Start of Given records

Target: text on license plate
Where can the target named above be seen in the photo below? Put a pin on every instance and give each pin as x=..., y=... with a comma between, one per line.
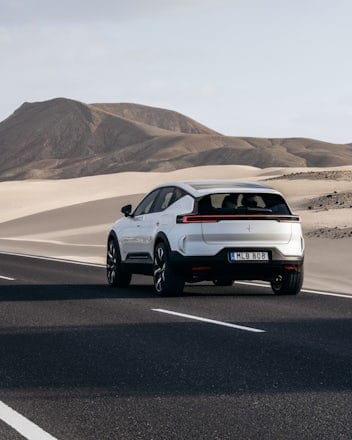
x=249, y=256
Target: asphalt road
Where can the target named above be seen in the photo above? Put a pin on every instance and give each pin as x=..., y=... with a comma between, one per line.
x=83, y=361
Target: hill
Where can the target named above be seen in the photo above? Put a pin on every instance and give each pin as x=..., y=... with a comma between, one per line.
x=157, y=117
x=62, y=138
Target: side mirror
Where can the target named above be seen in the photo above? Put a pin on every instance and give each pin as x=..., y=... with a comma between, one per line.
x=126, y=210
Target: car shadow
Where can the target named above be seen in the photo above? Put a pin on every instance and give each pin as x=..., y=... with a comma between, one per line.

End of Given records

Print every line of the records above verbatim, from start to end, but leave the picture out.

Target: text on license plate
Where can the target named above be seen in the photo below? Put a pin on every instance and give each pin as x=..., y=... with a comma between, one per line.
x=249, y=256
Target: asphalt road
Where can the target named above be seen in the photo above? Put a pin on every instance and give each pin as x=..., y=... with a comma between, one per line.
x=83, y=361
Target: hill
Where can the target named above be seen in the photo above? Put a pin on every instance and give each pin as x=..., y=... with a comma between, one per line.
x=157, y=117
x=62, y=138
Target: side mirror
Where can the target named above be seen in the photo above? Put a pin on every instance and give each pin as x=..., y=... with a comma between, one per line.
x=126, y=210
Target: car shadow
Where can the target named above be seen in the photo above? Put a pin on every instance and give each pin as x=..., y=... with a comma between, one per line.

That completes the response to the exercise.